* _Task instructions_
Give every line below again, exactly.

--- Start of Input material ---

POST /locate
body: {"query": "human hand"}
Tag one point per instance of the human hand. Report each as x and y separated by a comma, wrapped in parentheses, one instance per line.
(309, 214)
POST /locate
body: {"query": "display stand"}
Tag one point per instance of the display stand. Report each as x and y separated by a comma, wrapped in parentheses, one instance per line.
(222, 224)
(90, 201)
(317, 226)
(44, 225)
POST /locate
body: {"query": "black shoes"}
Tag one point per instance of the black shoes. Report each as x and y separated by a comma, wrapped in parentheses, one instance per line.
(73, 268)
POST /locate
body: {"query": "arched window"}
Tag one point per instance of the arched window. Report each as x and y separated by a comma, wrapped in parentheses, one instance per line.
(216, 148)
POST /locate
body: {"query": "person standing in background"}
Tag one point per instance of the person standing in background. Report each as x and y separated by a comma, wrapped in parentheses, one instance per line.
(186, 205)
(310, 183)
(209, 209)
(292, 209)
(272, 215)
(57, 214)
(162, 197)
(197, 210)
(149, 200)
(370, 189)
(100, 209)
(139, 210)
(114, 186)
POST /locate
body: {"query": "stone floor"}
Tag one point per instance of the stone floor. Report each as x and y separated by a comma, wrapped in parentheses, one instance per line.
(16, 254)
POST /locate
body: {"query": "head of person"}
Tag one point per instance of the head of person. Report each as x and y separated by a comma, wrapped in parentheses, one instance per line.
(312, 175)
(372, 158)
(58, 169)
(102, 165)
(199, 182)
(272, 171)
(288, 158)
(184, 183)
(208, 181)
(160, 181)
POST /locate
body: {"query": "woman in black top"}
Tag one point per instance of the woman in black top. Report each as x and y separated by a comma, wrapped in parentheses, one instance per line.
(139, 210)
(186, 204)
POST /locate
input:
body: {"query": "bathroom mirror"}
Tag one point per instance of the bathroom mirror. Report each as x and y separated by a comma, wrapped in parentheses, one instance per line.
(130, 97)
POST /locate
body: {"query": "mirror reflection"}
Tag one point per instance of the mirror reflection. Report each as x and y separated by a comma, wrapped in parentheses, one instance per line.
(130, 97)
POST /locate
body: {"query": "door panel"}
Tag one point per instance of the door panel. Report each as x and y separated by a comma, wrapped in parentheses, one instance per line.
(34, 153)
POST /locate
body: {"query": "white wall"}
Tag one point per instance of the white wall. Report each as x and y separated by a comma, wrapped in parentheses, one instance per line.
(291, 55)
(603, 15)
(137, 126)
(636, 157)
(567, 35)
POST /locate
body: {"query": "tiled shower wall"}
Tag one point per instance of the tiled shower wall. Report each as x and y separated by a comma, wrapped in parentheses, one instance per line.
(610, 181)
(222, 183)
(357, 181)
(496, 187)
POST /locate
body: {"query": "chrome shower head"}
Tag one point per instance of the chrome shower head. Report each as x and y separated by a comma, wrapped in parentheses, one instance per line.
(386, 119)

--- End of Input material ---

* _Solution_
POST /locate
body: {"query": "human hand"}
Tag one point per instance of the human hand. Report each as x and y separated by a comma, wrapped in parentheses, one instance per line.
(309, 214)
POST /locate
body: {"query": "display stand"}
Tag one point per instance of the display stand. Report each as x and y separated by a comma, wrapped in parentheses, one instance per line.
(222, 224)
(90, 201)
(317, 226)
(44, 225)
POST /locate
body: {"query": "black shoes"}
Tag one point per instance of the black shoes. Report each as x and y separated by a comma, wrapped in parentheses, one instance per line.
(73, 268)
POST /locate
body: {"query": "arched window"}
Tag one point per instance of the arched window. Report each as x and y separated by a comma, wrapped in parentheses, one instance per line.
(216, 148)
POST /locate
body: {"query": "person standing in background"}
Tag one point per instance of the person standing in background. Report each as x and y separated by a comma, wrapped in parentheses, one instance per line.
(186, 205)
(310, 183)
(209, 209)
(292, 209)
(272, 215)
(57, 214)
(162, 197)
(197, 210)
(149, 200)
(370, 189)
(100, 209)
(139, 210)
(114, 186)
POST /locate
body: {"query": "stone floor"}
Tag one point per instance of the stone floor. Report each as x and y separated by a comma, wrapped in parentheses, one instance per line.
(16, 254)
POST /locate
body: {"query": "head of person"}
Tag one point per instance of the head of person. Report each as x and y separated by a comma, wrapped in parentheses, one instance per line.
(312, 175)
(372, 158)
(58, 169)
(102, 165)
(199, 182)
(272, 171)
(288, 158)
(184, 183)
(208, 181)
(160, 181)
POST /locate
body: {"query": "woman in black top"}
Tag one point per instance of the woman in black top. Report each as x and y separated by a comma, wrapped in parentheses, one instance per line.
(139, 210)
(186, 204)
POST /locate
input:
body: {"query": "bathroom mirror"}
Tag one point per instance of the bathroom mirror. Report each as x and y separated by a comma, wrapped in parentheses, one instance per line.
(130, 97)
POST /locate
body: {"query": "mirror reflection"}
Tag one point per instance of the mirror reflection. Report each as x and y separated by a comma, wrapped in parentheses, one instance per line.
(130, 97)
POST /locate
body: {"query": "door panel"}
Tag one point per instance of the door panel. Report each as x and y separated by a comma, wrapped in parentheses, one instance per line.
(34, 153)
POST /locate
body: {"query": "white wall"}
Tag one point per instance of the white wall. Report each as x and y separated by a comma, wrapped in parentheses, one instance per line.
(291, 55)
(603, 15)
(137, 126)
(636, 157)
(567, 35)
POST /locate
body: {"query": "tiled shower wall"}
Tag one point per instance of the tiled shower wall. Report each as x and y separated by a comma, wrapped in parentheses, one instance per line.
(610, 181)
(222, 183)
(357, 181)
(496, 187)
POST /locate
body: {"query": "chrome shower head"}
Tag one point per instance of the chrome shower head. Report each as x and y separated by a comma, wrapped in parentheses, one instance per line.
(386, 119)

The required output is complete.